Problem to work on —
In two sentences, what does the homebirth post say?

Yes of course, as a homebirth midwife, I am well aware.
It's just frustrating reading the shocking amount of misinformation on this thread. It's worrying how many women believe they would have died at a homebirth, yet that's actually vanishingly rare. Hospital admission carries massive iatrogenic risk that many people just don't understand sadly.
Eg the baby with sepsis- was it hospital acquired? Was it due to multiple VEs or early ARM in labour? Was it due to too many different people handling the baby, lack of immediate skin to skin (microbiome), golden hour? Admittedly that last one is a stretch, but who knows.
All the PPHs - were they due to induction, epidural, being forced onto your back, lack of nutrition and hydration in labour, augmentation? Instrumental birth? Caeseran birth?
The baby's born distressed - again often due to the above factors.
OF COURSE emergencies can (rarely) happen without any of these risk factors, but midwives are trained to manage emergencies. No birth is risk free, but there is overwhelming evidence to suggest that birthing at home is at least as safe as birthing in hospital - partly due to the significant iatrogenic risks of birthing in hospital.
It is for each woman to decide where is right for her and her baby and all these replies about dying are unhelpful - no one can know that they would have that emergency had they avoided the risk of being in hospital, and no one can know what the outcome would have been anyway.
We should be supporting women, not terrifying them!!

(Recorded data)
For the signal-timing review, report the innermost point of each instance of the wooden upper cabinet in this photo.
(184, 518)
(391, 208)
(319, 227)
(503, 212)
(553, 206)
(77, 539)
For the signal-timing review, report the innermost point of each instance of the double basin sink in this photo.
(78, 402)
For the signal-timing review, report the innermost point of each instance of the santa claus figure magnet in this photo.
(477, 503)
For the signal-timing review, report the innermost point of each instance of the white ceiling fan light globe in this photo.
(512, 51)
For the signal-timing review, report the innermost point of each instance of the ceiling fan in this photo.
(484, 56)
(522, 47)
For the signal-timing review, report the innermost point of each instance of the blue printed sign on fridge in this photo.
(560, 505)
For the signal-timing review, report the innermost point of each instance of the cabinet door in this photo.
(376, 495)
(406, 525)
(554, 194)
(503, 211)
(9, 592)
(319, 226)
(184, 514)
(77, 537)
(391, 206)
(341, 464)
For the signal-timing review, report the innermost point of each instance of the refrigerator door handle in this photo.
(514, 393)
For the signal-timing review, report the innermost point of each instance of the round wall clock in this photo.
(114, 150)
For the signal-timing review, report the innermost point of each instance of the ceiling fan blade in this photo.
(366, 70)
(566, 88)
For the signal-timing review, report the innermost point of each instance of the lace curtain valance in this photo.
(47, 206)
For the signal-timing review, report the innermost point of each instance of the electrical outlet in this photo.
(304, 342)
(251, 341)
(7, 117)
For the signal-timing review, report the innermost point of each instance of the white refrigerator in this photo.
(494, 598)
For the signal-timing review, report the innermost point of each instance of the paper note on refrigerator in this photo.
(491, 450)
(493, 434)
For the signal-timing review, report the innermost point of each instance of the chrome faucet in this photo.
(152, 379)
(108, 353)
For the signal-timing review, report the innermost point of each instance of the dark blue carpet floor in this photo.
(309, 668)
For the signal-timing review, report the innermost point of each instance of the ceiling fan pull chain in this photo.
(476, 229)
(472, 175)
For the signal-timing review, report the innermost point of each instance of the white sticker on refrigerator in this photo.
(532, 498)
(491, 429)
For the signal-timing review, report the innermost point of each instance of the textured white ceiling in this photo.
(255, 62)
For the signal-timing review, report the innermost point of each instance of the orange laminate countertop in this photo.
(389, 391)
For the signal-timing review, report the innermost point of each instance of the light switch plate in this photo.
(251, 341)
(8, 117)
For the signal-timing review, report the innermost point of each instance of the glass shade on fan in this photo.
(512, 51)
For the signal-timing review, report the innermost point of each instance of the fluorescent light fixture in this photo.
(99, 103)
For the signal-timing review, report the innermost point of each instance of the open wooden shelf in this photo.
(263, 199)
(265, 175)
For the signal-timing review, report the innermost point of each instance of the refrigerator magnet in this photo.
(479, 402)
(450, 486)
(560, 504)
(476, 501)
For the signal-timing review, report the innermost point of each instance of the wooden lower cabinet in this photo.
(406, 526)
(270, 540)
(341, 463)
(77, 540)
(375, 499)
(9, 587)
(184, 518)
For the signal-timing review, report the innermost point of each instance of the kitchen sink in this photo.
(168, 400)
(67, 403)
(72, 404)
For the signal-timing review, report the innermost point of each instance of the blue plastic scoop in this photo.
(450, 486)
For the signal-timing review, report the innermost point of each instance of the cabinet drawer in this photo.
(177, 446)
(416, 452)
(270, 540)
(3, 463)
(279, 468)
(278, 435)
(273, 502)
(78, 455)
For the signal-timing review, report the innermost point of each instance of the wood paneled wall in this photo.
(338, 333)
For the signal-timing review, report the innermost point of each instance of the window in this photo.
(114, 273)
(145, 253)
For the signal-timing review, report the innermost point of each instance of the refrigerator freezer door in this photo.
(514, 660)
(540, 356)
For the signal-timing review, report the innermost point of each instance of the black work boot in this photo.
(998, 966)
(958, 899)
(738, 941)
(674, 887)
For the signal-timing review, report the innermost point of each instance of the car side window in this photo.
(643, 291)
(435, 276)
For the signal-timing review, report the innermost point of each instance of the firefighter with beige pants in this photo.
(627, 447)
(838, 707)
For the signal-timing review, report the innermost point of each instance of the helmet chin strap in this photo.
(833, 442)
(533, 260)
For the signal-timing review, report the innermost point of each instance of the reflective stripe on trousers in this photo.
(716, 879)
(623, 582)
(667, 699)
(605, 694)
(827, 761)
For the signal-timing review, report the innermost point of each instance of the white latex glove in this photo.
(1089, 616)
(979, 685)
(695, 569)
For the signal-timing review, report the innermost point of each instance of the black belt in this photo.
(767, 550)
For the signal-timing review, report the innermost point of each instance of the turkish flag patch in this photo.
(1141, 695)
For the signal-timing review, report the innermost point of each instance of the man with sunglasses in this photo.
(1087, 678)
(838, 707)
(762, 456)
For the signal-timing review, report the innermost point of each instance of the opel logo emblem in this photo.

Output —
A homebirth midwife finds the misinformation in a thread frustrating and says dying at a homebirth is vanishingly rare, while hospital admission carries massive iatrogenic risk, with factors such as induction, epidurals, and early ARM possibly behind problems like sepsis, PPHs, and distressed babies. Though emergencies can rarely happen and no birth is risk free, midwives are trained to manage them, the evidence suggests home birth is at least as safe as hospital birth, and each woman should decide where is right for her and her baby, supported rather than terrified.